■ **Exercise objective**
Reproduce the lines of the data below verbatim, from the line containing "light wood floor." through the line containing "(278, 239), (356, 361)", including both of those lines. Give only those lines.

■ **Provided records**
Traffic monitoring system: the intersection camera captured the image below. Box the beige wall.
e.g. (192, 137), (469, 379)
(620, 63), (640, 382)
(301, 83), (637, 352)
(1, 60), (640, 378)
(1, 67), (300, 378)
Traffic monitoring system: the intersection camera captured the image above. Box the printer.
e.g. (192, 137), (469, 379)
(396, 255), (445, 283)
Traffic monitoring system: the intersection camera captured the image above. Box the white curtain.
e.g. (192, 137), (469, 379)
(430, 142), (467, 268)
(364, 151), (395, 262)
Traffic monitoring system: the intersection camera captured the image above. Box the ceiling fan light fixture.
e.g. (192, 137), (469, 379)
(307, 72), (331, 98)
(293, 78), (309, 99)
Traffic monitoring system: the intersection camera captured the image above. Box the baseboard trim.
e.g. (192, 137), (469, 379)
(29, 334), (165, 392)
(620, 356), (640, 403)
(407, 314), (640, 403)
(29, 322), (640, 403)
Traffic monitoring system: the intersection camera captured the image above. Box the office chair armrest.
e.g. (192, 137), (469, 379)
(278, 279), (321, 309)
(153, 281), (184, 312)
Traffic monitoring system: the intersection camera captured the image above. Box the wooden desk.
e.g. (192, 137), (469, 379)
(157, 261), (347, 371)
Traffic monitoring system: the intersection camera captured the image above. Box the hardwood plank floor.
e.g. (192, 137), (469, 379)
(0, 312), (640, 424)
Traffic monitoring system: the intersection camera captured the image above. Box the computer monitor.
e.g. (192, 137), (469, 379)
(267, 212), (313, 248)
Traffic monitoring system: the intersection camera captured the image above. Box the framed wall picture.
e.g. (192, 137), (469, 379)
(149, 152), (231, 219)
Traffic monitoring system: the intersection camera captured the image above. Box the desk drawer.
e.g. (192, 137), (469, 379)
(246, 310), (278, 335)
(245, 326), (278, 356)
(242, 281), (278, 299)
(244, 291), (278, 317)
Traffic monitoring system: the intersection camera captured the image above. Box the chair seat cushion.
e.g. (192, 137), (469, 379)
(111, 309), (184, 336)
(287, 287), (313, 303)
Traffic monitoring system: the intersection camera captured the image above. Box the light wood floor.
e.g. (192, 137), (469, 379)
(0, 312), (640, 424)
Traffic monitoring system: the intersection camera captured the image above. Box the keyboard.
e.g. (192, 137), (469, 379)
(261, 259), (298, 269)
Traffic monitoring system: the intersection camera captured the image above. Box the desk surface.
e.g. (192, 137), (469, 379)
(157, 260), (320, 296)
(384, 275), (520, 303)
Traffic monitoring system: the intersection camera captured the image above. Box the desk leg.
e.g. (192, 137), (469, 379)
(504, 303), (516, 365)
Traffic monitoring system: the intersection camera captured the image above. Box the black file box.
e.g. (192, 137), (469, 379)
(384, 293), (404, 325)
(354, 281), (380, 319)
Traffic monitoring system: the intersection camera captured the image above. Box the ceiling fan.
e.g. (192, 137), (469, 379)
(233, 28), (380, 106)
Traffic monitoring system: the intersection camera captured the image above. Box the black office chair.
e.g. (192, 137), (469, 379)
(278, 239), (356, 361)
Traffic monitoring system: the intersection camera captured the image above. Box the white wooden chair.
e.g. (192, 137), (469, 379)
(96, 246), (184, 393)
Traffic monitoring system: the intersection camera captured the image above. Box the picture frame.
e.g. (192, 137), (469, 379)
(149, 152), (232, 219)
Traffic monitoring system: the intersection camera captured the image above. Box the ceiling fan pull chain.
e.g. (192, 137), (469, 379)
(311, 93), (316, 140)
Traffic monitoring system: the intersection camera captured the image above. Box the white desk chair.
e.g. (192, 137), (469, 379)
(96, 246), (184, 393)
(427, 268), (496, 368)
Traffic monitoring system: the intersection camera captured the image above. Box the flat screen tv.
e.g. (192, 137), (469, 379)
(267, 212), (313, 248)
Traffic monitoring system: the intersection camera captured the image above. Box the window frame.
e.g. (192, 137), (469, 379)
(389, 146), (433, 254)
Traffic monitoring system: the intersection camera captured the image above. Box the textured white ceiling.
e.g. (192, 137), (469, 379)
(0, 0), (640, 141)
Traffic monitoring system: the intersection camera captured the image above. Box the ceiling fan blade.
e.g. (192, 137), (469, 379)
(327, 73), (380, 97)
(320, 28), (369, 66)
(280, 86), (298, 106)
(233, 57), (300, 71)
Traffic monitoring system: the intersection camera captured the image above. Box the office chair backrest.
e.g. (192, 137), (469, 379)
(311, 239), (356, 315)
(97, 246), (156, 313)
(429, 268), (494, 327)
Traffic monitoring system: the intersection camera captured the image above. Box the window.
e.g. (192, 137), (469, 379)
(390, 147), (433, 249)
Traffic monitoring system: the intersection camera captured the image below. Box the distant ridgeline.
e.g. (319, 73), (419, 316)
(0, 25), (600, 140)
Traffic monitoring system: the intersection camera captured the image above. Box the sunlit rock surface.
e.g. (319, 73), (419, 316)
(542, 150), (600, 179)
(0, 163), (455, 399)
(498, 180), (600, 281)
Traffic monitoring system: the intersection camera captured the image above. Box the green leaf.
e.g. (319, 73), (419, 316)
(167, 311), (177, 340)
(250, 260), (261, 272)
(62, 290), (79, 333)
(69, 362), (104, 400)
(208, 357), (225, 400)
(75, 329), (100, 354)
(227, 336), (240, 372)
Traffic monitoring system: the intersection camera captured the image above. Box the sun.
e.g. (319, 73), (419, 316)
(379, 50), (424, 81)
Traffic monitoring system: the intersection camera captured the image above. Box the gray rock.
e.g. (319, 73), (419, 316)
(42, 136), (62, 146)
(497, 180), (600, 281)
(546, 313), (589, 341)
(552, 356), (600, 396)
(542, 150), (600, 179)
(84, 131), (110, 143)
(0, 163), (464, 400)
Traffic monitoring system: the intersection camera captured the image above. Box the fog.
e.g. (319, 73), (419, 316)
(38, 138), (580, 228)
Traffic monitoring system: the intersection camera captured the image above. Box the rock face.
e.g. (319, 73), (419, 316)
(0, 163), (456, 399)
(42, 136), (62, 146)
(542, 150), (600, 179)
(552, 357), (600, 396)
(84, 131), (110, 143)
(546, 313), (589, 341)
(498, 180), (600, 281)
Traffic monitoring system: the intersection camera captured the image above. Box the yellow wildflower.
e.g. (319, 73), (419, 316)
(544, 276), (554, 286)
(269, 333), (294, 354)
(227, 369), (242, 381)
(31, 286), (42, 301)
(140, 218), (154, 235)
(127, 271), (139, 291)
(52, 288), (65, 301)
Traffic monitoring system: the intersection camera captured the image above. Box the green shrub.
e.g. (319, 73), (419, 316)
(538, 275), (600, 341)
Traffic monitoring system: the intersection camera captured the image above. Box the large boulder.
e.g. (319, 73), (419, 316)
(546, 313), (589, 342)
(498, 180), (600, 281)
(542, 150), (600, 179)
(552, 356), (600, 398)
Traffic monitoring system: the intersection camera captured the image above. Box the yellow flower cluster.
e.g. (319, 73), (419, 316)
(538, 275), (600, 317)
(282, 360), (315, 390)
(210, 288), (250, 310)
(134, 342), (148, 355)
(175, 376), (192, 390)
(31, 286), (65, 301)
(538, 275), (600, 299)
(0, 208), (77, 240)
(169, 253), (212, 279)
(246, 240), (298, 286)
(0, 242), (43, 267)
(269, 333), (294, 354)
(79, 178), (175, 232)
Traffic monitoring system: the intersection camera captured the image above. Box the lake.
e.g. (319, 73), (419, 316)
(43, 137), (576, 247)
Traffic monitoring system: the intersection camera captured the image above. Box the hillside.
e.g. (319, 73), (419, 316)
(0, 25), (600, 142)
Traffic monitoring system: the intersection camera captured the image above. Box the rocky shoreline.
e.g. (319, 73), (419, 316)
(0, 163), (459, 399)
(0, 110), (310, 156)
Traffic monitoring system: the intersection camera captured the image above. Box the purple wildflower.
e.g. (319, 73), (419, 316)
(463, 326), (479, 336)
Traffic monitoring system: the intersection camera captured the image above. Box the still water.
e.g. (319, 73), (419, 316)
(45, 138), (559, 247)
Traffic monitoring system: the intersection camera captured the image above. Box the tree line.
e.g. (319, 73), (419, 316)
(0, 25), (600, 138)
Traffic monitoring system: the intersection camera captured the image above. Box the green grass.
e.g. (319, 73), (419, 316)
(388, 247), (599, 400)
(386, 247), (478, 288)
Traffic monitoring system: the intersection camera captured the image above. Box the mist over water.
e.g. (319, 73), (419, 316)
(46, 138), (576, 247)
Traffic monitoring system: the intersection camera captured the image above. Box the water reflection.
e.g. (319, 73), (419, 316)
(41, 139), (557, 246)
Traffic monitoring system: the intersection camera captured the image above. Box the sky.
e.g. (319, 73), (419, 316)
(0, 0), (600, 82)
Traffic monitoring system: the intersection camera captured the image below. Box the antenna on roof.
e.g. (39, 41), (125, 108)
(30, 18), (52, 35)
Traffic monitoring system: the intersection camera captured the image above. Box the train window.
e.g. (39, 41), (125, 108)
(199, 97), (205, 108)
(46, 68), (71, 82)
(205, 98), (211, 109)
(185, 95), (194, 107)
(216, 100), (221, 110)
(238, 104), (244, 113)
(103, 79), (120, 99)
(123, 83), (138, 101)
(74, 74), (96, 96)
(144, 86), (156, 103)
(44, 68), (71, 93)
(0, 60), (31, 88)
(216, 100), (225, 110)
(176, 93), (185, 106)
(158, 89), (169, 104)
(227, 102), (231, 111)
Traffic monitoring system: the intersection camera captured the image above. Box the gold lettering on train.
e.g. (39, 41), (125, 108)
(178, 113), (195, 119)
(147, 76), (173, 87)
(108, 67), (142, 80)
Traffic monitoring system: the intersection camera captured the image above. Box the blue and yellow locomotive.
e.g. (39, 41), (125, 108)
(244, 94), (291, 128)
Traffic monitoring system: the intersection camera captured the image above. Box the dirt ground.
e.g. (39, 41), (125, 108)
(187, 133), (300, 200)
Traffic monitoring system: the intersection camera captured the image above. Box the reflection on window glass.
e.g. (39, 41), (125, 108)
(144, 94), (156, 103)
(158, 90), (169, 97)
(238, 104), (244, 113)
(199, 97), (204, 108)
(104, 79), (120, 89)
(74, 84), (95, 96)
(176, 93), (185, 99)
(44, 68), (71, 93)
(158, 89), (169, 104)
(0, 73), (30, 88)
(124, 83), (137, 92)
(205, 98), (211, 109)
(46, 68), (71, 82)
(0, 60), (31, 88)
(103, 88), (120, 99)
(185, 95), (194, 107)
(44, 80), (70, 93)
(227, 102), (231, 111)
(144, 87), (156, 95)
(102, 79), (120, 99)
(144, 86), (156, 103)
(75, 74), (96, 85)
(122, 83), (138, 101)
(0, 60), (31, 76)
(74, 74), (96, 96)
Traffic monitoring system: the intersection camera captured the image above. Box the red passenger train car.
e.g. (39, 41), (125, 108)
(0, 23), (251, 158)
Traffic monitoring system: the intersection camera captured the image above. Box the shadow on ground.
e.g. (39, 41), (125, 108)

■ **Answer to the task**
Traffic monitoring system: the intersection camera captured the image above. Box the light wood floor.
e.g. (192, 137), (469, 379)
(0, 312), (640, 424)
Traffic monitoring system: the intersection camera captured the image above. Box the keyboard.
e.g. (192, 137), (469, 379)
(261, 259), (298, 269)
Traffic monitoring system: the intersection camera captured the image above. Box the desk surface.
e.g. (192, 137), (469, 379)
(157, 260), (320, 296)
(384, 275), (520, 303)
Traffic monitoring system: the intersection camera captured the image above. Box the desk leg.
e.g. (192, 137), (469, 379)
(504, 303), (516, 365)
Traffic monitoring system: the intersection camera captured the image above. Box the black file box.
e.g. (192, 137), (469, 379)
(384, 293), (404, 325)
(354, 281), (380, 319)
Traffic monitoring system: the intersection camera captured the image above. Box the ceiling fan.
e.g. (192, 137), (469, 379)
(233, 28), (380, 106)
Traffic monitoring system: the intersection camera captured the image above. Box the black office chair.
e.g. (192, 137), (469, 379)
(278, 239), (356, 361)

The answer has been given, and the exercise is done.